■ **Aim of the exercise**
Please state how many of the lines below contain the word "leaf". Reply with the number alone.

■ **Input records**

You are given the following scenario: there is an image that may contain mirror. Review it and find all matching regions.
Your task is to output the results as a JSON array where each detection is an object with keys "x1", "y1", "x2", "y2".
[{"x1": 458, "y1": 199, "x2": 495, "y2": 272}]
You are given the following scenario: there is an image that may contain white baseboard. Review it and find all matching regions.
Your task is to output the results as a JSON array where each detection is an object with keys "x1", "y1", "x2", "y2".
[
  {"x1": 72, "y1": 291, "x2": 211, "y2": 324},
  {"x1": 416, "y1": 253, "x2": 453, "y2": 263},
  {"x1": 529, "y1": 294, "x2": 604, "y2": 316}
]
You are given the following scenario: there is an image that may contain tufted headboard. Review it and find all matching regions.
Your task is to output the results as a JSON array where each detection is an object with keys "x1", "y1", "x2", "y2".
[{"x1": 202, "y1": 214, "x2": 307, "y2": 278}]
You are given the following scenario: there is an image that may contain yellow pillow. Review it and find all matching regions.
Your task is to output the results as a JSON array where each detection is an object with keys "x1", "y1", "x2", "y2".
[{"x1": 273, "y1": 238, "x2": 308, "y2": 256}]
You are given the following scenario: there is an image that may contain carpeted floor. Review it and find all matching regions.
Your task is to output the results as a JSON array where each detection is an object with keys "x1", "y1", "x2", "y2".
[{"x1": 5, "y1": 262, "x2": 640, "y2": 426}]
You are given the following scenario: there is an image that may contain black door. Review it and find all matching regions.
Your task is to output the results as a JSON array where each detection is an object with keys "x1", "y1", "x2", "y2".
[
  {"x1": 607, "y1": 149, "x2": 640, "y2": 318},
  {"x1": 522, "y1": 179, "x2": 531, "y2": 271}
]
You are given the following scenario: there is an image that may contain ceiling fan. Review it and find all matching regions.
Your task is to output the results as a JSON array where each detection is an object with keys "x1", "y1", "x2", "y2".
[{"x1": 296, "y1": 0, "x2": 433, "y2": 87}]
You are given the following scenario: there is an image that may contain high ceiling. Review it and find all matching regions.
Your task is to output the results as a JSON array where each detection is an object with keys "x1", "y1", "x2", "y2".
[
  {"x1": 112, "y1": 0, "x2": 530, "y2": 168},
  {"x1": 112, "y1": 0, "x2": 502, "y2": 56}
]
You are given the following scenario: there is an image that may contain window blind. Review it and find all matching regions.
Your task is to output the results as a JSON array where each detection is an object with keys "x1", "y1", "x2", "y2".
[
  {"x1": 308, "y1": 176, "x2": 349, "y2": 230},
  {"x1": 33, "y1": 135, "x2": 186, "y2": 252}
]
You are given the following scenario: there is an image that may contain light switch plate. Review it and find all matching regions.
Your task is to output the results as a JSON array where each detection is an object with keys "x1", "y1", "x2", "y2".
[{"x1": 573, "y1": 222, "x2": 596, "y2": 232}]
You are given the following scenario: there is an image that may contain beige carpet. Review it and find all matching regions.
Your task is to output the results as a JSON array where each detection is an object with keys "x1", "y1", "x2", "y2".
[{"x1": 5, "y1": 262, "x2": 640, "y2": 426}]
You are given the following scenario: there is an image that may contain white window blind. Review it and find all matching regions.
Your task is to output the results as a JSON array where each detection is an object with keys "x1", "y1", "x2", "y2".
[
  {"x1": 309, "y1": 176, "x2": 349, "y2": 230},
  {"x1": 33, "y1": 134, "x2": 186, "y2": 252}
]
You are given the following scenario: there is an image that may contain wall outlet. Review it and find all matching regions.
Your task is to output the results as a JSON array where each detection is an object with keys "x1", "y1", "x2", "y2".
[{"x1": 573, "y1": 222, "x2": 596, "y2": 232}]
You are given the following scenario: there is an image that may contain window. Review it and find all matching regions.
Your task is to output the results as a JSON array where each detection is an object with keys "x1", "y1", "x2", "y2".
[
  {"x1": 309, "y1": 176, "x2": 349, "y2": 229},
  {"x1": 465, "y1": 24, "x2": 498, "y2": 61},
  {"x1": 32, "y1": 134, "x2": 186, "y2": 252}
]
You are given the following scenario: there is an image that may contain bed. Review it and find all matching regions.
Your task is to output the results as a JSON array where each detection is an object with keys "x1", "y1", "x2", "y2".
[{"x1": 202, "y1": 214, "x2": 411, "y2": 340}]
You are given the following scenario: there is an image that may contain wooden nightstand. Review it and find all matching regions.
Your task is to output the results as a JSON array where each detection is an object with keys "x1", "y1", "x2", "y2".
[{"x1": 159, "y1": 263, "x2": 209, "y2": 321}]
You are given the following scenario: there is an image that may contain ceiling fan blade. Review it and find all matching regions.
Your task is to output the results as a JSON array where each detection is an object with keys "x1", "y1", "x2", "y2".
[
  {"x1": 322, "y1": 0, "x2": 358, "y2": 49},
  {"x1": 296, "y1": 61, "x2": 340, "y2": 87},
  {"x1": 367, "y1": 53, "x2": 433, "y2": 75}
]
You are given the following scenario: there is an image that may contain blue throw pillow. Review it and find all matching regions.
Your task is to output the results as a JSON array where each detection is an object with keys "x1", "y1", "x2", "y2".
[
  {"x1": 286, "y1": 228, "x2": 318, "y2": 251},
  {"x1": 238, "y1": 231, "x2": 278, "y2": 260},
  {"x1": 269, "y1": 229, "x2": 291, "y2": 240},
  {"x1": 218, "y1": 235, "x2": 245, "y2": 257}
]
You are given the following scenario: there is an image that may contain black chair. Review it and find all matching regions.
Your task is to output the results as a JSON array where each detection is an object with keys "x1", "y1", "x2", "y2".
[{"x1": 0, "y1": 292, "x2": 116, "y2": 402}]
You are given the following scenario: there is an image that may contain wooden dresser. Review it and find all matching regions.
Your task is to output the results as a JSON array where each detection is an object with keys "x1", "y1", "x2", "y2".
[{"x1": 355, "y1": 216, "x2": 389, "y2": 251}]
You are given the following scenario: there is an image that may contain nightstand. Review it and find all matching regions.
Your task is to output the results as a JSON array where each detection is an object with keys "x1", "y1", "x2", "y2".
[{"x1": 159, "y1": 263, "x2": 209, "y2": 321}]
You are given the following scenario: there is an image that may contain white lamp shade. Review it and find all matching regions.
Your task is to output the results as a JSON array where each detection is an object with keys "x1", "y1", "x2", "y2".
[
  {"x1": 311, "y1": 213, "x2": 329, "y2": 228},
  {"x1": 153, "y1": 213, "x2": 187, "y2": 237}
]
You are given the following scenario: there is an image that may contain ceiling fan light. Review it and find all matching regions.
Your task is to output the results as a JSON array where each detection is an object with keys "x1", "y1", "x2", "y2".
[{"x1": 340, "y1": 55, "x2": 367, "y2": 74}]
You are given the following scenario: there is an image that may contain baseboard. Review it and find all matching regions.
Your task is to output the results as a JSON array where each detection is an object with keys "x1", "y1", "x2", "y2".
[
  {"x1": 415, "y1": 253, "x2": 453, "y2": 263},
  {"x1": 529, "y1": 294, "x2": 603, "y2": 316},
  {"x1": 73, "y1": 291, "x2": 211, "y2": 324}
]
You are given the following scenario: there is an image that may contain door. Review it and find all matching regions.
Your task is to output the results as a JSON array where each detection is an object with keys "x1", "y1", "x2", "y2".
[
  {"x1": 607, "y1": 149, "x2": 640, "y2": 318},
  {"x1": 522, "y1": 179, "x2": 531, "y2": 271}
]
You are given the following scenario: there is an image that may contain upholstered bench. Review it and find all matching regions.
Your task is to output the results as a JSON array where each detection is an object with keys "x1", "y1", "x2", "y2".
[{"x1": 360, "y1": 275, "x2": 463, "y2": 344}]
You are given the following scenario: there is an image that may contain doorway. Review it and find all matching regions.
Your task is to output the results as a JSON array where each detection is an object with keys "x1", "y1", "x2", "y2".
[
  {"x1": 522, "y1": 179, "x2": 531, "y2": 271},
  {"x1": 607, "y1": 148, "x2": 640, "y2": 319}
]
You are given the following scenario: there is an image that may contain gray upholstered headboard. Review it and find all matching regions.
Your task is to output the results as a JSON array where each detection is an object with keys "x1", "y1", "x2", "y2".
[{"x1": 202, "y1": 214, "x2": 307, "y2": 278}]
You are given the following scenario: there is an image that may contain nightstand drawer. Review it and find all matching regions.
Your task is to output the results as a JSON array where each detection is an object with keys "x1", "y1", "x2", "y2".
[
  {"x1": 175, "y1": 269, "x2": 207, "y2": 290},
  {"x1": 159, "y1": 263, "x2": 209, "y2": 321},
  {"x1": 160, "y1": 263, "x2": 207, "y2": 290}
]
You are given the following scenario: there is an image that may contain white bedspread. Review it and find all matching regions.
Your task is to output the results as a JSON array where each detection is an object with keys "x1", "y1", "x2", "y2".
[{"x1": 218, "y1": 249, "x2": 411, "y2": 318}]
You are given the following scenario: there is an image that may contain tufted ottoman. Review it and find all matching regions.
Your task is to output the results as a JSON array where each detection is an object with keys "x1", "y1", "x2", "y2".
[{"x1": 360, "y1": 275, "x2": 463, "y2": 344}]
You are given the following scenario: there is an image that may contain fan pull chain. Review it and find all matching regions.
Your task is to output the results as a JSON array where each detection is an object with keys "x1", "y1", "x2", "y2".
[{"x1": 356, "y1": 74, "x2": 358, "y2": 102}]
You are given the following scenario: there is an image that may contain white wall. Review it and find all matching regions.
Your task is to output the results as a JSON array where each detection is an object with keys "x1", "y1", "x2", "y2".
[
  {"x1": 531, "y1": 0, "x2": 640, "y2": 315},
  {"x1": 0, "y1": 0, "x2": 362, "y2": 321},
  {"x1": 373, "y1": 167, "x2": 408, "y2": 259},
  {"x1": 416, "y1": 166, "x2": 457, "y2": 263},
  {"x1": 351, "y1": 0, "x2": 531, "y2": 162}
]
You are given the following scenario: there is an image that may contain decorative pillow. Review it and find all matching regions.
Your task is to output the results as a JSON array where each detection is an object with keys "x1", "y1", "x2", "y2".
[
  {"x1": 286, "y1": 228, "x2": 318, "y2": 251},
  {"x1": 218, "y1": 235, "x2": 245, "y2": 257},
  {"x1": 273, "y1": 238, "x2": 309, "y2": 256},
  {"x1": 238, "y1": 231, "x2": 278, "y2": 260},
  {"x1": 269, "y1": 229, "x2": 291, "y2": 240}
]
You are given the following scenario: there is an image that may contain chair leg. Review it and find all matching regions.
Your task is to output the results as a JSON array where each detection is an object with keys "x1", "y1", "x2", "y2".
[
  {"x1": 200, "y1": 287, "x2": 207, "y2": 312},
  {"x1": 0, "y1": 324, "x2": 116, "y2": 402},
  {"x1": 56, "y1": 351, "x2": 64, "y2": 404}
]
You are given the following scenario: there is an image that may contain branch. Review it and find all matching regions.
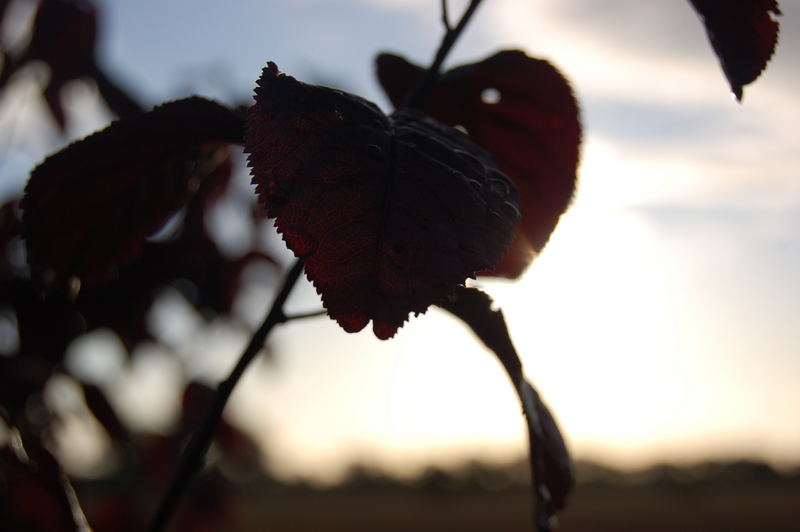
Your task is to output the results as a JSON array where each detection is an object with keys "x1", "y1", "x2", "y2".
[
  {"x1": 442, "y1": 0, "x2": 453, "y2": 31},
  {"x1": 403, "y1": 0, "x2": 481, "y2": 109},
  {"x1": 148, "y1": 260, "x2": 303, "y2": 532}
]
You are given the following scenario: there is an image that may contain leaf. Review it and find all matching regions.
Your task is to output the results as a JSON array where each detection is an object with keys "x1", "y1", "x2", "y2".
[
  {"x1": 377, "y1": 50, "x2": 581, "y2": 279},
  {"x1": 440, "y1": 287, "x2": 575, "y2": 530},
  {"x1": 690, "y1": 0, "x2": 781, "y2": 101},
  {"x1": 245, "y1": 63, "x2": 518, "y2": 339},
  {"x1": 0, "y1": 0, "x2": 143, "y2": 126},
  {"x1": 80, "y1": 382, "x2": 131, "y2": 442},
  {"x1": 0, "y1": 436, "x2": 88, "y2": 532},
  {"x1": 22, "y1": 97, "x2": 243, "y2": 294}
]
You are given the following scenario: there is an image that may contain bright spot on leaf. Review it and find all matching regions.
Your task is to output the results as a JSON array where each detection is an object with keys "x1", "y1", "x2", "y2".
[{"x1": 481, "y1": 87, "x2": 502, "y2": 105}]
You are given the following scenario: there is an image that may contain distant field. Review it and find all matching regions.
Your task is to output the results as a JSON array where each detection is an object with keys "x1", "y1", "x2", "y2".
[{"x1": 236, "y1": 485, "x2": 800, "y2": 532}]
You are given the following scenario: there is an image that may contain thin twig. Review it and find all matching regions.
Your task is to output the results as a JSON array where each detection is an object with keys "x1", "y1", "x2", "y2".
[
  {"x1": 148, "y1": 261, "x2": 303, "y2": 532},
  {"x1": 403, "y1": 0, "x2": 482, "y2": 109},
  {"x1": 442, "y1": 0, "x2": 453, "y2": 32},
  {"x1": 286, "y1": 309, "x2": 328, "y2": 322}
]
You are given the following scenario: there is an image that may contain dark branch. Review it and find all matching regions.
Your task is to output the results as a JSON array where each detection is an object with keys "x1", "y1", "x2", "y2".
[
  {"x1": 148, "y1": 261, "x2": 303, "y2": 532},
  {"x1": 403, "y1": 0, "x2": 481, "y2": 109},
  {"x1": 442, "y1": 0, "x2": 453, "y2": 32},
  {"x1": 286, "y1": 309, "x2": 328, "y2": 321},
  {"x1": 439, "y1": 286, "x2": 573, "y2": 532}
]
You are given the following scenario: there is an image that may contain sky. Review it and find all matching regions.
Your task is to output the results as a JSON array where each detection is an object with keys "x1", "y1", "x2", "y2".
[{"x1": 0, "y1": 0, "x2": 800, "y2": 479}]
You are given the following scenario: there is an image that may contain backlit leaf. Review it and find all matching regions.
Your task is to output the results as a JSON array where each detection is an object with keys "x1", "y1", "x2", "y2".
[
  {"x1": 377, "y1": 51, "x2": 581, "y2": 278},
  {"x1": 245, "y1": 63, "x2": 518, "y2": 339},
  {"x1": 441, "y1": 287, "x2": 575, "y2": 531},
  {"x1": 690, "y1": 0, "x2": 781, "y2": 101},
  {"x1": 22, "y1": 97, "x2": 244, "y2": 294}
]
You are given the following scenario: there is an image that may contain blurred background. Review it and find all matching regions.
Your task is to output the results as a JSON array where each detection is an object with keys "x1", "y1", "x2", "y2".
[{"x1": 0, "y1": 0, "x2": 800, "y2": 530}]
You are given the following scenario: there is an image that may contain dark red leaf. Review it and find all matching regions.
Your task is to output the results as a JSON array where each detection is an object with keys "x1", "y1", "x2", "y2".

■ **Task solution**
4